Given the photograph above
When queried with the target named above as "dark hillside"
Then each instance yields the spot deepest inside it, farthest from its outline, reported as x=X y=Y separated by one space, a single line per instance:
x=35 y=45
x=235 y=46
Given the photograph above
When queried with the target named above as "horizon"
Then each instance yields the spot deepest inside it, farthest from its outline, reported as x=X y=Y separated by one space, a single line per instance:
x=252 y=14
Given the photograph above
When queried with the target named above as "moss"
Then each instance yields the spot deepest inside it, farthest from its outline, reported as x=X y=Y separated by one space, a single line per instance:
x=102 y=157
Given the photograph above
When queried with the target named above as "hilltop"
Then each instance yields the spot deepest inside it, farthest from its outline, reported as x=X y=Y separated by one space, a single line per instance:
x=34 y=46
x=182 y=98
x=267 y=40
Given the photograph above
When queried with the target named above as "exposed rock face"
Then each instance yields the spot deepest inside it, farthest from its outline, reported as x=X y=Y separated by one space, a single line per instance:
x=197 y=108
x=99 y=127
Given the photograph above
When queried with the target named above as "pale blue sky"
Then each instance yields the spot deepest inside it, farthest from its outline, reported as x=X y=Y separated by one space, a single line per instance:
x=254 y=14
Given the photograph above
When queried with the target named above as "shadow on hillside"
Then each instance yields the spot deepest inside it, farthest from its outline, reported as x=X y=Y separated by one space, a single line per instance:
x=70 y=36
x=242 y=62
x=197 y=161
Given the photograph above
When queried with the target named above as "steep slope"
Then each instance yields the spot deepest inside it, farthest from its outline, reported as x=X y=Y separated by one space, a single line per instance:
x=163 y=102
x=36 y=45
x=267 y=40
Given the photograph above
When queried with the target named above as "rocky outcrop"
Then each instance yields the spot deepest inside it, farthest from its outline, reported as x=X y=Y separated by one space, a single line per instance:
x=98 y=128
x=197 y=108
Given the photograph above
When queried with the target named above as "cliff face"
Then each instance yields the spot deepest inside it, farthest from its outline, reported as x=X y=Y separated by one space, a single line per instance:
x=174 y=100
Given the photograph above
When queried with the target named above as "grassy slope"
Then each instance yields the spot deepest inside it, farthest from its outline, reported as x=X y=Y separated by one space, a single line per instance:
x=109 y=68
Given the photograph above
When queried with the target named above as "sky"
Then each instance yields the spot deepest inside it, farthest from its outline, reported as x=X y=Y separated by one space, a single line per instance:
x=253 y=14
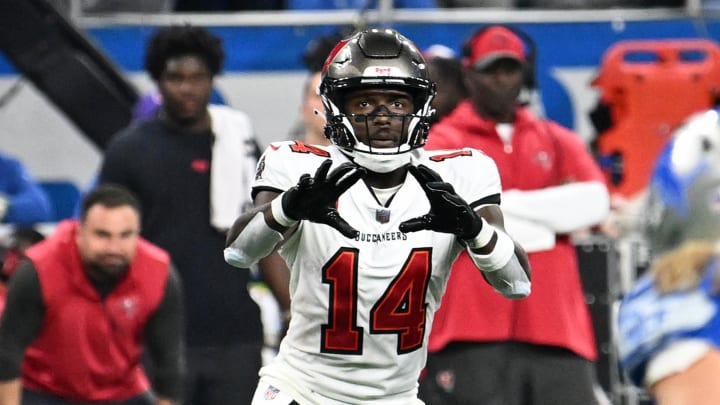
────────────────────
WORK INSTRUCTIONS:
Filter the listing above, keeping only the lines that contain the word "queried". Case counts.

EXERCISE OUTPUT:
When queried with the target named above as "dark hillside"
When queried with the target named above as "horizon"
When queried with the target named above as "moss"
When queried with the target named above as "hilltop"
When queried with the target named above as "exposed rock face"
When queried with the target named above as "pale blue sky"
When queried with the target named above as "shadow on hillside"
When queried with the target named above as "steep slope"
When queried with the target named above as "rocky outcrop"
When queried with the target named above as "cliff face"
When queried with the target named above as "grassy slope"
When queried with the target named above as "sky"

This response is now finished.